**Problem description:** Convert every line of the items below into a JSON list of strings, with one string per line and no strings for blank lines.

**Supplied records:**
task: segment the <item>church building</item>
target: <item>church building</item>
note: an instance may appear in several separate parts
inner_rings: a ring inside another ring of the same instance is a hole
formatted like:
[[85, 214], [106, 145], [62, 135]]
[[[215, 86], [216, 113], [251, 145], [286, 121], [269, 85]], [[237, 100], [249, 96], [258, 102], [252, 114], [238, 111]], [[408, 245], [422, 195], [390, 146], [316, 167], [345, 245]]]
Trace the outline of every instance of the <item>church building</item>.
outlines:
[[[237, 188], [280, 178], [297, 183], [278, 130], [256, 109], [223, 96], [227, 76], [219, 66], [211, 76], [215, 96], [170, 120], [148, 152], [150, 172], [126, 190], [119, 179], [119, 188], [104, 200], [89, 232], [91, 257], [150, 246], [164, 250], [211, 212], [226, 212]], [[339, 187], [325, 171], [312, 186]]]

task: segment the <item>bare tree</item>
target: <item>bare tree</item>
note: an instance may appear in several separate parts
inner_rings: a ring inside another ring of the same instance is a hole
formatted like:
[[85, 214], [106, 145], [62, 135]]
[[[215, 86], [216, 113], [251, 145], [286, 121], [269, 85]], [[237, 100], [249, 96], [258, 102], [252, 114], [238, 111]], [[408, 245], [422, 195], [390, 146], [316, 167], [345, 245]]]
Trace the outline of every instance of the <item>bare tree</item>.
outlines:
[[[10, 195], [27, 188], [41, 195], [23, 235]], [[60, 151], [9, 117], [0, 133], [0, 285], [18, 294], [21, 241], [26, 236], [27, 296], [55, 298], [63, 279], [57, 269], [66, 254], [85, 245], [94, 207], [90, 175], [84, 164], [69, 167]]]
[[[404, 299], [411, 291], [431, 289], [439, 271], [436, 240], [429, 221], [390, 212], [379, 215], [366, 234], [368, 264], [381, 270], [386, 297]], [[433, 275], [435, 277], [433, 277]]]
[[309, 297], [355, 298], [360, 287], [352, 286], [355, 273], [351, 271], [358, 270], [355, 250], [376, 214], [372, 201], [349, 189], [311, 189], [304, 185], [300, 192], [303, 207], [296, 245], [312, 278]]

**The result:**
[
  "task: segment the <item>church building</item>",
  "target: <item>church building</item>",
  "note: an instance may appear in several separate parts",
  "inner_rings: a ring inside another ring of the same instance is a hole",
  "formatted like:",
  "[[85, 214], [106, 145], [62, 135]]",
  "[[[215, 86], [216, 113], [251, 145], [286, 121], [269, 85]], [[237, 100], [249, 96], [258, 102], [252, 114], [238, 111]], [[408, 245], [422, 195], [390, 146], [316, 167], [345, 245]]]",
  "Trace the outline of every instance of the <item>church building</item>.",
  "outlines:",
  "[[[237, 188], [280, 178], [297, 183], [278, 130], [256, 109], [223, 96], [227, 76], [219, 66], [211, 76], [215, 96], [170, 120], [148, 152], [150, 172], [126, 190], [119, 179], [119, 188], [104, 200], [89, 232], [91, 257], [150, 246], [164, 250], [211, 212], [226, 212]], [[339, 187], [325, 171], [312, 186]]]",
  "task: segment the <item>bare tree</item>",
  "target: <item>bare tree</item>",
  "note: an instance may appear in several separate parts",
  "inner_rings: a ring inside another ring of the same instance is a hole",
  "formatted like:",
  "[[85, 214], [106, 145], [62, 135]]",
  "[[[215, 86], [216, 113], [251, 145], [286, 121], [269, 85]], [[237, 100], [249, 96], [258, 102], [252, 114], [238, 111]], [[408, 245], [422, 195], [390, 146], [316, 167], [345, 245]]]",
  "Trace the outline of every instance of the <item>bare tree</item>.",
  "outlines:",
  "[[[10, 195], [27, 188], [41, 195], [23, 235]], [[60, 151], [9, 117], [0, 133], [0, 285], [18, 294], [21, 241], [26, 236], [27, 296], [55, 298], [63, 279], [57, 269], [66, 254], [85, 245], [94, 207], [90, 175], [84, 164], [69, 167]]]",
  "[[[404, 299], [411, 291], [431, 289], [439, 271], [436, 240], [429, 221], [390, 212], [379, 215], [366, 234], [368, 264], [381, 270], [386, 297]], [[433, 275], [435, 277], [433, 277]]]",
  "[[309, 297], [355, 298], [360, 287], [352, 286], [355, 273], [351, 271], [358, 270], [355, 250], [376, 214], [372, 201], [349, 189], [311, 189], [304, 185], [300, 192], [303, 207], [296, 245], [312, 278]]"
]